4. ∫ ² ³ ± ÷ ° √ ∂ ∞ ≈ ≠ ≡ ≥ ≤ ø Ø ½ ¼ « » µ π

Integration

Oh *******y *******s, I gather here that nobody really likes integration, its not that it is hard its just that there are so many ways of going wrong when your integrating.

Right let's begin, you are expected to know the basic principles of integration, all that add one to power and stuff, and no, I shan't elaborate on how to do it, as you should know already, if you really want me to explain it to you then you shouldn't be anywhere near a P3 paper.

There are two ways of integrating, integration by parts and integration by substitution. I shall explain both of them with examples.

Integration by parts

The formula is:

∫ u(dv/dx) = uv-∫ v(du/dx)

You are expected to know this off by heart, its not in the formula booklet.

Its used to integrate an equation where two things are multiples together, and is the same formula used to differentiate but rearranged, it should therefore look familiar.

Example

∫(x+1)e^-x dx

The fomula is

∫u(dv/dx) = uv-∫ v(du/dx) compare with ∫(x+1)e^-x dx

With integration by parts, the 'u' and 'dv/dx' correspond to the (x+1) and e^-x, what this means is that one of the two will be 'u' and the other 'dv/dx', don't ask why, its just a case of where it has to be.

Your job is to select the one which is which. So:

∫u(dv/dx) = uv-∫ v(du/dx) compare with ∫(x+1)e^-x dx

you select 'u' to the one which will differentiate to its most simplest. So lets differentiate.

* Directions *
Continue the post on integration by parts from its last sentence.

* Provided material *
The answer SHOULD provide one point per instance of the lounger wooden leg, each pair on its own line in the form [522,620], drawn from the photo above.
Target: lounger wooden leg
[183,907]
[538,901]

* Output of the task *
d/dx of (x+1) = 1
d/dx of (e^-x) = -e^-x

from this we can summise that (x+1) simplifies to the most simplest. Therefore:

u=(x+1) and dv/dx=e^-x, you now have to differentiate 'u' and integrate 'dv/dx'.

u=(x+1)
du/dx=1

dv/dx=e^-x
V=-e^-x

then bung them into the formula:

∫u(dv/dx) = uv-∫ v(du/dx)

(This means, the integral of the left handside is uv-∫ v(du/dx))

∫u(dv/dx) = (x+1)(-e^-x)-∫ (-e^-x)(1)

You then have to integrate the ∫ (-e^-x)(1) which is just e^-x. Therefore:

(x+1)(-e^-x)-∫ (-e^-x)(1) becomes (x+1)(-e^-x)-e^-x + C

Simple, no? However there are special cases in which 'u' isn't the simplest.

Consider:

∫xlnx dx

I have said that 'u' is the one that you chose that differentiates to its most simplest, right?

d/dx of x = 1
d/dx of lnx = 1/x

In this case u=x would be the best choice, right? Wrong! it has to be lnx. I'll explain, so lets assume I chose u=x:

u=x
du/dx=1

dv/dx=lnx
v=Here is the problem, we can't integrate lnx, you can only differentiate lnx.

This is why u=lnx. Well, not one for leaving a job half done, lets finish this equation.

u=lnx
du/dx=1/x

dv/dx=x
v=(x^2)/2

∫u(dv/dx) = uv-∫ v(du/dx)

(x^2lnx)/2 - ∫[(x^2)/2](1/x)

= (x^2lnx)/2 - (x^2)/4 + C

Integration by substitution

I actually like this method. Let's begin. In an exam question you are always told what to use as the substitution, I think the only way I can explain this is by jumping straight into a question:

Using u=lnx as the substitution, ∫(lnx)/x dx.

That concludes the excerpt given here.